Given information -
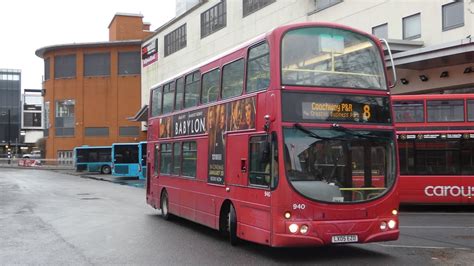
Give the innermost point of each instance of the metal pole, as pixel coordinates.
(9, 138)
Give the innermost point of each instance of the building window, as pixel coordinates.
(213, 19)
(189, 159)
(191, 89)
(210, 86)
(129, 63)
(156, 97)
(179, 94)
(46, 119)
(65, 66)
(175, 40)
(258, 68)
(453, 15)
(168, 97)
(166, 160)
(97, 64)
(259, 170)
(250, 6)
(32, 119)
(46, 69)
(97, 131)
(64, 122)
(381, 31)
(129, 131)
(323, 4)
(233, 79)
(412, 27)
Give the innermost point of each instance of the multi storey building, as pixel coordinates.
(431, 40)
(90, 89)
(10, 90)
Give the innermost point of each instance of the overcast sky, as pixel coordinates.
(29, 25)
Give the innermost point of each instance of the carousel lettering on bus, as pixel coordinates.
(449, 191)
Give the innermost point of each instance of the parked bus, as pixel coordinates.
(436, 148)
(93, 159)
(129, 159)
(287, 140)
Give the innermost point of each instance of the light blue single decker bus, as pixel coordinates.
(129, 159)
(93, 159)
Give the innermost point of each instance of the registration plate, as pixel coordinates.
(344, 239)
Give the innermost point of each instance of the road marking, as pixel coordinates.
(420, 247)
(437, 227)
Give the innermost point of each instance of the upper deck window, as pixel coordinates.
(445, 111)
(258, 68)
(328, 57)
(408, 111)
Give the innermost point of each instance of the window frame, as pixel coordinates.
(212, 25)
(378, 27)
(443, 18)
(219, 80)
(221, 93)
(404, 27)
(175, 40)
(250, 60)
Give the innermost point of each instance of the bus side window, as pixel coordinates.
(260, 162)
(233, 79)
(156, 159)
(258, 68)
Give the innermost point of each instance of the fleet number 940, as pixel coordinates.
(299, 206)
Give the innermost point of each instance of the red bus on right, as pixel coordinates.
(435, 135)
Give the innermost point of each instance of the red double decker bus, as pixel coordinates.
(436, 148)
(287, 140)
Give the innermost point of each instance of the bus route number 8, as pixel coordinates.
(366, 114)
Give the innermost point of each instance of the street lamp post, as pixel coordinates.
(8, 136)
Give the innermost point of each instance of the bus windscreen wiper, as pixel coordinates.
(312, 134)
(352, 132)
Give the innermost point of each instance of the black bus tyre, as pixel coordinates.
(232, 226)
(106, 170)
(164, 206)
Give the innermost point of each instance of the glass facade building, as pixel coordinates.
(10, 93)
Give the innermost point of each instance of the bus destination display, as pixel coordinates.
(302, 107)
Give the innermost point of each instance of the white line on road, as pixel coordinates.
(420, 247)
(437, 227)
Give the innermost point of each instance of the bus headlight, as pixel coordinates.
(293, 228)
(392, 224)
(304, 229)
(383, 226)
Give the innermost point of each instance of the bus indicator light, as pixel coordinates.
(304, 229)
(383, 226)
(293, 228)
(392, 224)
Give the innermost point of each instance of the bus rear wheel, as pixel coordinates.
(164, 206)
(232, 226)
(105, 170)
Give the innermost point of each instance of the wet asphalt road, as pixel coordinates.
(52, 218)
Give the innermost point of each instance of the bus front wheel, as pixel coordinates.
(164, 206)
(105, 170)
(232, 225)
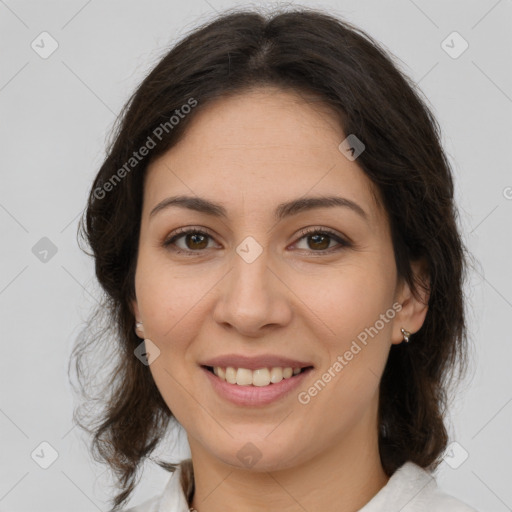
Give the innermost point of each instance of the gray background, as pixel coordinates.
(55, 116)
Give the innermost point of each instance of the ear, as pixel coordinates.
(414, 307)
(135, 309)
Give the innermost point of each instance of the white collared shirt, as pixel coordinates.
(410, 489)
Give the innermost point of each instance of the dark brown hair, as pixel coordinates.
(314, 53)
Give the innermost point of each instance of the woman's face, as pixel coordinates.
(251, 283)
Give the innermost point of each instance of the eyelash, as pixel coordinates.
(303, 234)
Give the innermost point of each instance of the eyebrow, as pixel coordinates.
(282, 211)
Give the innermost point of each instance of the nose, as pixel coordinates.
(253, 297)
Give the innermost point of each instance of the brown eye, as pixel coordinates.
(319, 241)
(193, 240)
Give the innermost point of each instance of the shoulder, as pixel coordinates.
(414, 489)
(150, 505)
(172, 499)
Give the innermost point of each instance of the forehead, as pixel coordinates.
(262, 147)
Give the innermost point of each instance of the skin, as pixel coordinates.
(251, 152)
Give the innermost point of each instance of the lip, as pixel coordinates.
(253, 396)
(255, 362)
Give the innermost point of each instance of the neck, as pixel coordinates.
(344, 477)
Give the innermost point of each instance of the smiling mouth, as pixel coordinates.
(259, 378)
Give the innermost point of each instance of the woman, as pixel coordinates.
(275, 233)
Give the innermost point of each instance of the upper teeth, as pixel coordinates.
(260, 377)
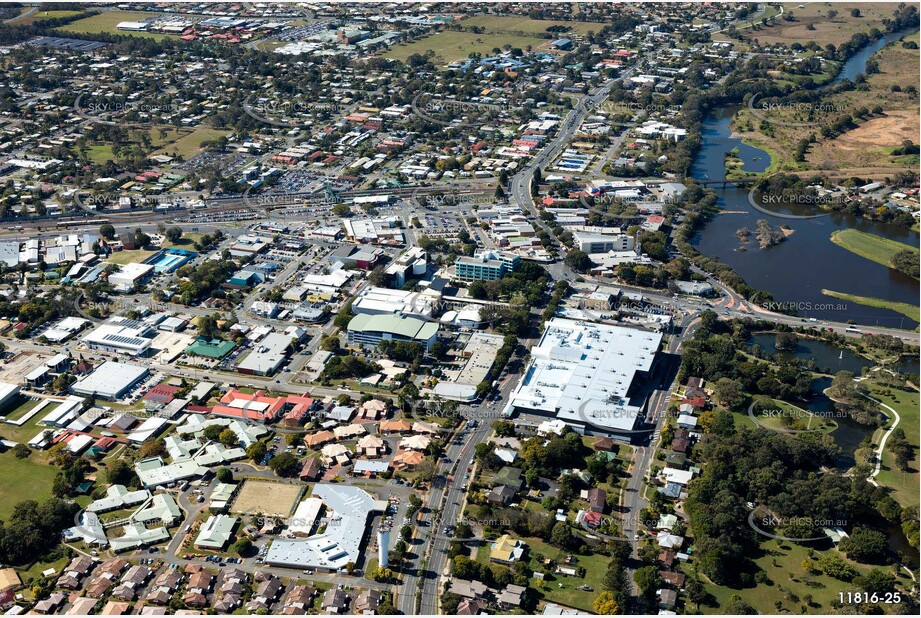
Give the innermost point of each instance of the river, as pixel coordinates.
(796, 270)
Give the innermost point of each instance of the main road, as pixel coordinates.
(429, 544)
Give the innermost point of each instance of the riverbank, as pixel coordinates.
(904, 483)
(872, 247)
(910, 311)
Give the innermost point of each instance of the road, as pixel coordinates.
(633, 500)
(429, 542)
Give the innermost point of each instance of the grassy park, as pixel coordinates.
(909, 311)
(870, 246)
(904, 484)
(23, 479)
(107, 23)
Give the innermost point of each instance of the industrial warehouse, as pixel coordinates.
(583, 374)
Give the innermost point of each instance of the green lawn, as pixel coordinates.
(870, 246)
(450, 46)
(27, 431)
(21, 406)
(107, 23)
(36, 569)
(189, 144)
(511, 23)
(904, 484)
(23, 479)
(563, 589)
(186, 242)
(786, 416)
(789, 585)
(910, 311)
(101, 153)
(124, 257)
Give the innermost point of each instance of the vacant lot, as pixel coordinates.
(509, 23)
(39, 16)
(864, 151)
(824, 30)
(787, 583)
(266, 497)
(450, 46)
(869, 246)
(107, 23)
(904, 483)
(23, 479)
(912, 312)
(190, 143)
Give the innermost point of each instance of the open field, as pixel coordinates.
(100, 153)
(904, 484)
(870, 246)
(786, 416)
(124, 257)
(450, 46)
(107, 23)
(512, 24)
(40, 16)
(190, 143)
(782, 561)
(267, 498)
(825, 30)
(22, 405)
(23, 479)
(911, 311)
(864, 151)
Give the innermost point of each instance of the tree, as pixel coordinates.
(578, 260)
(605, 605)
(647, 580)
(729, 393)
(737, 606)
(381, 574)
(785, 342)
(228, 437)
(151, 447)
(213, 432)
(256, 451)
(21, 451)
(865, 545)
(173, 234)
(119, 473)
(877, 581)
(140, 238)
(285, 465)
(242, 546)
(562, 536)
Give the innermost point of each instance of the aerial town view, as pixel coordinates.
(421, 308)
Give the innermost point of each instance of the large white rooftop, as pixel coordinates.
(580, 372)
(341, 541)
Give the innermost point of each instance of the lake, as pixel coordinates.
(796, 270)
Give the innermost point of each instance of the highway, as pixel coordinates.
(429, 543)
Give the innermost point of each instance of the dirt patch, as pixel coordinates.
(267, 498)
(890, 130)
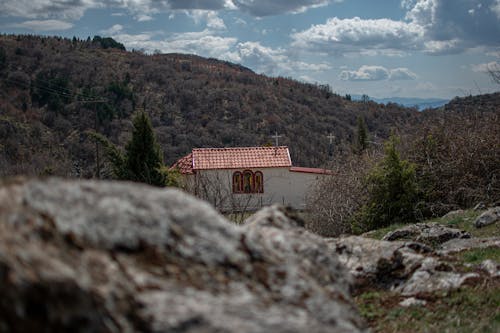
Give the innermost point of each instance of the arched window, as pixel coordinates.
(248, 181)
(237, 182)
(259, 182)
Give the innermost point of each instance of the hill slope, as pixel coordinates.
(46, 85)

Prompt -
Rewrite the listing above with every occurrence of "innermost point" changed to "central point", keeping all other text unaltered. Omit the pictures from your answer.

Task response -
Give the central point of each instance of the metal pole, as pixel coordinates.
(9, 138)
Give the central point of each instance of the building window, as pixel coordinates.
(213, 19)
(189, 159)
(191, 89)
(210, 86)
(129, 63)
(156, 97)
(179, 94)
(46, 119)
(65, 66)
(175, 40)
(258, 68)
(453, 15)
(168, 97)
(166, 160)
(97, 64)
(259, 170)
(250, 6)
(32, 119)
(46, 69)
(97, 131)
(64, 122)
(381, 31)
(129, 131)
(323, 4)
(233, 79)
(412, 27)
Give the central point of each instance of the multi storey building, as pixel coordinates.
(431, 40)
(90, 89)
(10, 90)
Give the central point of each instance of the overcast sky, as pixel coordinates.
(29, 25)
Give the central point of each instance of the carousel lettering on bus, as pixel coordinates.
(449, 191)
Give the central point of each instance of the parked bus, as pixel coordinates.
(436, 148)
(93, 159)
(129, 159)
(287, 140)
Give the central point of each instance of the light blue single decker bus, as pixel coordinates.
(129, 159)
(93, 159)
Give the central point of each instance of the registration plate, as pixel coordinates.
(344, 239)
Give the central point of each instance of the road marking, as pixel coordinates.
(420, 247)
(437, 227)
Give the central point of each instance of the upper deck window, as pixel coordinates.
(445, 111)
(258, 68)
(328, 57)
(408, 111)
Give the central point of each instance of the window frame, as pixel coordinates.
(212, 25)
(378, 27)
(443, 18)
(219, 80)
(221, 93)
(404, 27)
(175, 40)
(250, 60)
Give the central point of each instance of the bus side window, as pixel coordinates.
(260, 162)
(233, 79)
(156, 159)
(258, 68)
Give the central point of each instance of the fleet number 940, as pixel coordinates.
(299, 206)
Give the central point of each instance of the red bus on right, as pixel coordinates.
(435, 135)
Give the central point of each instance of the red double decker bus, as pixel coordinates.
(436, 148)
(287, 140)
Give the central point of each instance of the bus route number 8, as pixel coordinates.
(366, 114)
Give the central point of each instance of the street lamp post, as pixel coordinates.
(8, 136)
Give the central point of each instance of the bus windscreen wiper, as pixel coordinates.
(312, 134)
(352, 132)
Give the central point of each instance of the black bus tyre, as pixel coordinates.
(232, 226)
(106, 170)
(164, 206)
Give the central point of each instance of the glass facade building, as pixel coordinates.
(10, 93)
Give the central point of each instance of the bus destination display, as pixel coordinates.
(302, 107)
Give the central point of each instance of the white line on road, as pixel coordinates.
(420, 247)
(437, 227)
Give the central point of each instance of the bus headlight, as pixel coordinates.
(293, 228)
(392, 224)
(304, 229)
(383, 226)
Give the central point of each instance of the bus indicator light, as pixel coordinates.
(304, 229)
(383, 226)
(293, 228)
(392, 224)
Give the central point of each instance of the bus rear wheel, as pixel coordinates.
(164, 206)
(232, 226)
(105, 170)
Give the central point of each instance of the wet asphalt road, as pixel coordinates.
(52, 218)
Give the central point of each instance of the bus front wheel, as pixel coordinates.
(164, 206)
(105, 170)
(232, 225)
Give the central point of each instance of the gray background, as pixel coordinates.
(55, 116)
Give the central point of each instance of the ear, as pixel coordinates.
(414, 307)
(135, 309)
Give the central point of each instance of the white collared shirt, as pixel coordinates.
(410, 489)
Give the central point of each instance of the dark brown hair, as pixel coordinates.
(314, 53)
Give the central point of each instance of the woman's face, as pixel coordinates.
(251, 283)
Give the central point of each instance of the eyelash, as pixel coordinates.
(303, 234)
Give the central point of each instance of the eyebrow, as pixel coordinates.
(282, 211)
Give the central point of each instance of the nose, as pixel coordinates.
(253, 297)
Give the central point of each instance of the brown eye, as pixel coordinates.
(319, 241)
(193, 240)
Give the central point of each instance of the shoulder, as pixel coordinates.
(414, 489)
(150, 505)
(172, 499)
Give the central point of each instance of the forehead, as pixel coordinates.
(262, 147)
Give the central point of each instance of the skin, as pixel coordinates.
(251, 152)
Give the central point of each instance of the lip, as pixel coordinates.
(253, 396)
(255, 362)
Give the central point of each instance of the neck, as pixel coordinates.
(344, 477)
Give the central point of each instance of the smiling mouth, as pixel coordinates.
(259, 378)
Give the central point of each instance of the woman, as pixel coordinates.
(275, 233)
Give the central point of each instance of the upper teeth, as pixel coordinates.
(260, 377)
Give the central point of each instance of the river, as pixel coordinates.
(796, 270)
Give the central point of each instance of the main road, as pixel coordinates.
(429, 544)
Give the central point of each instance of the riverbank, as pixel coordinates.
(904, 483)
(872, 247)
(910, 311)
Give the central point of each instance of the road, as pixel coordinates.
(633, 500)
(429, 542)
Give the central point of each instance of the grassy park, as pixel coordinates.
(909, 311)
(870, 246)
(904, 484)
(23, 479)
(107, 23)
Give the central point of each instance of the industrial warehouse, as pixel coordinates.
(583, 374)
Give the central point of each instance of the green lawn, as pixel coordinates.
(870, 246)
(450, 46)
(27, 431)
(21, 406)
(107, 23)
(36, 569)
(189, 144)
(511, 23)
(904, 484)
(23, 479)
(563, 589)
(186, 242)
(786, 416)
(789, 585)
(910, 311)
(101, 153)
(124, 257)
Give the central point of each instance of the vacant lot, as pixel coordinates.
(509, 23)
(39, 16)
(864, 151)
(824, 30)
(787, 583)
(266, 497)
(450, 46)
(869, 246)
(107, 23)
(904, 483)
(23, 479)
(912, 312)
(190, 143)
Give the central point of each instance of the open field, as pixel coordinates.
(100, 153)
(904, 484)
(870, 246)
(786, 416)
(124, 257)
(450, 46)
(107, 23)
(512, 24)
(40, 16)
(190, 143)
(782, 561)
(267, 498)
(825, 30)
(22, 405)
(23, 479)
(911, 311)
(864, 151)
Give the central point of each instance of the tree, as pixel coordinates.
(578, 260)
(605, 605)
(647, 580)
(729, 393)
(737, 606)
(381, 574)
(785, 342)
(228, 437)
(151, 447)
(213, 432)
(256, 451)
(21, 451)
(865, 545)
(173, 234)
(119, 473)
(877, 581)
(140, 238)
(285, 465)
(242, 546)
(562, 536)
Give the central point of each instance of the aerial town view, as pixel coordinates.
(421, 308)
Give the central point of each instance of the large white rooftop, as pixel coordinates.
(580, 372)
(341, 541)
Give the central point of each instance of the lake, as pixel coordinates.
(796, 270)
Give the central point of each instance of the highway, as pixel coordinates.
(429, 543)
Give the central point of each instance of the dirt patch, as pixel coordinates.
(267, 498)
(890, 130)
Give the central point of each instance of the arched window, as pixel coordinates.
(248, 181)
(237, 182)
(259, 182)
Give the central point of each instance of the hill slope, as pixel coordinates.
(46, 85)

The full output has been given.